### What is being asked
Transcribe the records in full; omit images.

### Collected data
Segment Open

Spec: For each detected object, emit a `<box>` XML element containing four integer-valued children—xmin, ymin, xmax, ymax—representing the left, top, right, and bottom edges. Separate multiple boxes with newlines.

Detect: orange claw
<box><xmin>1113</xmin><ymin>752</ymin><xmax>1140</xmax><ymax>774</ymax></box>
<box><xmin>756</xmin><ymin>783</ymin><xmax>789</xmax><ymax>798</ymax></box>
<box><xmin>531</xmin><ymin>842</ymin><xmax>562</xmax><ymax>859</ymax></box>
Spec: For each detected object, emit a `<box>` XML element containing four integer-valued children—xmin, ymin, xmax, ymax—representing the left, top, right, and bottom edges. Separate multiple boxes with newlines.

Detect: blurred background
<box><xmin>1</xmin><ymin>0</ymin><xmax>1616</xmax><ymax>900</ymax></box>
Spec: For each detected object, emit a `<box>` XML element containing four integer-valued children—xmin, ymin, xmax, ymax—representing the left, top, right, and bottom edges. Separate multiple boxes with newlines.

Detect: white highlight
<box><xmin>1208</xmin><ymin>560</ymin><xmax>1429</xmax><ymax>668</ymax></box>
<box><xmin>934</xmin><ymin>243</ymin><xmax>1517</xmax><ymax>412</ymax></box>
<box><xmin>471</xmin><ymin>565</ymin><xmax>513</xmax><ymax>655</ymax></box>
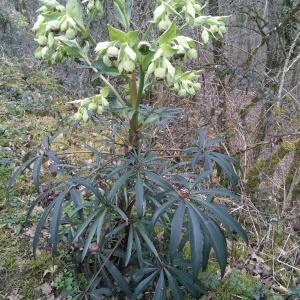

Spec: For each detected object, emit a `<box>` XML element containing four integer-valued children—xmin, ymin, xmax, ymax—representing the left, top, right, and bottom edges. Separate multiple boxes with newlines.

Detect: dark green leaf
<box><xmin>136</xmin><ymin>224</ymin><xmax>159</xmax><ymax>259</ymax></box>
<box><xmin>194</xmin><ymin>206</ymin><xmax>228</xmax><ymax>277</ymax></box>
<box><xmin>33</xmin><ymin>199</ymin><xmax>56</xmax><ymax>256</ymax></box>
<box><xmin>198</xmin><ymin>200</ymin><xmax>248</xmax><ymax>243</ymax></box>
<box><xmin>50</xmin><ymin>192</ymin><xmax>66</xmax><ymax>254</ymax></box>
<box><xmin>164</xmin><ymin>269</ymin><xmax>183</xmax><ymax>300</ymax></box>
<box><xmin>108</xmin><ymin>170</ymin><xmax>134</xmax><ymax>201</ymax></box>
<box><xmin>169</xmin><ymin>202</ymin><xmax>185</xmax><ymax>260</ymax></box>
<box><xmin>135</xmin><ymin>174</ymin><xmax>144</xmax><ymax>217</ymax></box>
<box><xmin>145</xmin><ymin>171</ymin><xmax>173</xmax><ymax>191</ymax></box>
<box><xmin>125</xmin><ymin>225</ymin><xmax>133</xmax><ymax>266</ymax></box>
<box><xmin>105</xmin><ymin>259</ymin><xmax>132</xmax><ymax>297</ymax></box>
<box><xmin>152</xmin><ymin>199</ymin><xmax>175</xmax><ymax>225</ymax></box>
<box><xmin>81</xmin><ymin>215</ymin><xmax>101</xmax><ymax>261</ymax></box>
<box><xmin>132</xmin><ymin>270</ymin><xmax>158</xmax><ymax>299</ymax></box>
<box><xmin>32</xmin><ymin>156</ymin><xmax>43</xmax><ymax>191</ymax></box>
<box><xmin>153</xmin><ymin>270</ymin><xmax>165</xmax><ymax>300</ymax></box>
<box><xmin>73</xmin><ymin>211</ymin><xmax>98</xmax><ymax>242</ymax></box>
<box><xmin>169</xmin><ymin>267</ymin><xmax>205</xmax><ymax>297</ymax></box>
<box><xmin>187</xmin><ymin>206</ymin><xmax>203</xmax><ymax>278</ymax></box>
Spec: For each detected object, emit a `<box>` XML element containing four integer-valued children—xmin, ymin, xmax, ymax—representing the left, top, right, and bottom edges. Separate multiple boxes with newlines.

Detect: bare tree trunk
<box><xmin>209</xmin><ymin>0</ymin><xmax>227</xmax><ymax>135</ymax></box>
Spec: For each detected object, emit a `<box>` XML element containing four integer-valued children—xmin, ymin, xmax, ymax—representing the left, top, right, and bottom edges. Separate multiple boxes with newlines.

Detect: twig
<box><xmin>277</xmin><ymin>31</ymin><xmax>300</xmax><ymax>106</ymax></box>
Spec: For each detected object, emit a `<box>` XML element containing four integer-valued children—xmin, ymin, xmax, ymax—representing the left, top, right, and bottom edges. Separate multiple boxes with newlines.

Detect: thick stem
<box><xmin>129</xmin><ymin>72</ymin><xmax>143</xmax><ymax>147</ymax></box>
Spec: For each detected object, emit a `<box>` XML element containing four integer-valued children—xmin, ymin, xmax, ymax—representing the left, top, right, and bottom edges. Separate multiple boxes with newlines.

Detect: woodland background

Segment Closed

### Exercise output
Spec: For each detected object, emit a `<box>` XML element containing four integer-valued children—xmin, ymin, xmax, ymax—representing the left, top, right, and bottom edges. Separate multiple boxes with newlines.

Detect: orange claw
<box><xmin>1113</xmin><ymin>752</ymin><xmax>1140</xmax><ymax>774</ymax></box>
<box><xmin>756</xmin><ymin>783</ymin><xmax>789</xmax><ymax>798</ymax></box>
<box><xmin>531</xmin><ymin>842</ymin><xmax>562</xmax><ymax>859</ymax></box>
Spec: For each detected object, emit a `<box>` XML element containing four integer-valued children—xmin, ymin, xmax, ymax—representing the left, top, right, and bottom edges. Separate multiple boxes with newlines.

Detect: blurred background
<box><xmin>1</xmin><ymin>0</ymin><xmax>1616</xmax><ymax>900</ymax></box>
Spec: For each detected object, emit a `<box>` XML element containing four integer-valued children—xmin, ymin, xmax, ymax—representing the left, top, right, and bottom edges. Separate multiple boxes with newlines.

Detect: white highlight
<box><xmin>1208</xmin><ymin>560</ymin><xmax>1429</xmax><ymax>668</ymax></box>
<box><xmin>934</xmin><ymin>243</ymin><xmax>1517</xmax><ymax>412</ymax></box>
<box><xmin>471</xmin><ymin>565</ymin><xmax>513</xmax><ymax>655</ymax></box>

Spec: For each detected object, emit a `<box>` XML element containing four integer-valued children—xmin, ymin, xmax, ymax—representing the left, top, right, and bottom edges. Separate multiple boxes with newlines.

Detect: dark green leaf
<box><xmin>136</xmin><ymin>224</ymin><xmax>159</xmax><ymax>259</ymax></box>
<box><xmin>194</xmin><ymin>206</ymin><xmax>228</xmax><ymax>277</ymax></box>
<box><xmin>33</xmin><ymin>199</ymin><xmax>56</xmax><ymax>256</ymax></box>
<box><xmin>198</xmin><ymin>200</ymin><xmax>248</xmax><ymax>243</ymax></box>
<box><xmin>50</xmin><ymin>192</ymin><xmax>66</xmax><ymax>254</ymax></box>
<box><xmin>164</xmin><ymin>269</ymin><xmax>183</xmax><ymax>300</ymax></box>
<box><xmin>108</xmin><ymin>170</ymin><xmax>134</xmax><ymax>201</ymax></box>
<box><xmin>169</xmin><ymin>202</ymin><xmax>185</xmax><ymax>260</ymax></box>
<box><xmin>135</xmin><ymin>174</ymin><xmax>144</xmax><ymax>217</ymax></box>
<box><xmin>145</xmin><ymin>171</ymin><xmax>173</xmax><ymax>191</ymax></box>
<box><xmin>125</xmin><ymin>225</ymin><xmax>133</xmax><ymax>266</ymax></box>
<box><xmin>105</xmin><ymin>259</ymin><xmax>132</xmax><ymax>297</ymax></box>
<box><xmin>152</xmin><ymin>199</ymin><xmax>175</xmax><ymax>225</ymax></box>
<box><xmin>81</xmin><ymin>215</ymin><xmax>101</xmax><ymax>261</ymax></box>
<box><xmin>132</xmin><ymin>270</ymin><xmax>158</xmax><ymax>299</ymax></box>
<box><xmin>32</xmin><ymin>156</ymin><xmax>43</xmax><ymax>191</ymax></box>
<box><xmin>153</xmin><ymin>270</ymin><xmax>165</xmax><ymax>300</ymax></box>
<box><xmin>73</xmin><ymin>211</ymin><xmax>98</xmax><ymax>242</ymax></box>
<box><xmin>169</xmin><ymin>267</ymin><xmax>205</xmax><ymax>297</ymax></box>
<box><xmin>187</xmin><ymin>206</ymin><xmax>203</xmax><ymax>278</ymax></box>
Spec: For each detected object, emit a `<box>` XML element containing four integer-valued children—xmin, ymin, xmax, ymax—representing the left, top, right, and bottom edges. Separate multiple boxes with newlines.

Detect: bare tree trunk
<box><xmin>209</xmin><ymin>0</ymin><xmax>227</xmax><ymax>135</ymax></box>
Spec: For each detected object, emit a `<box>` XML element containing four integer-valued children—xmin, ymin, xmax, ymax—representing the left, top, right, and bottom edges. Separate multiple boxes with newlines.

Detect: twig
<box><xmin>277</xmin><ymin>31</ymin><xmax>300</xmax><ymax>106</ymax></box>
Spec: For each detected object, emit a `<box>` XML element containing four integer-valued children—xmin, ymin, xmax, ymax—representing the left, top, right, and bottom edges. Separate multiple boxes with newlines.

Detect: thick stem
<box><xmin>129</xmin><ymin>72</ymin><xmax>143</xmax><ymax>147</ymax></box>
Spec: For each detected object, emit a `<box>` XML element containing four integer-valued children—xmin, ymin, xmax, ymax—representing the left, top, right, and bottom edges. Separate multiple boxes with newlines.

Detect: woodland background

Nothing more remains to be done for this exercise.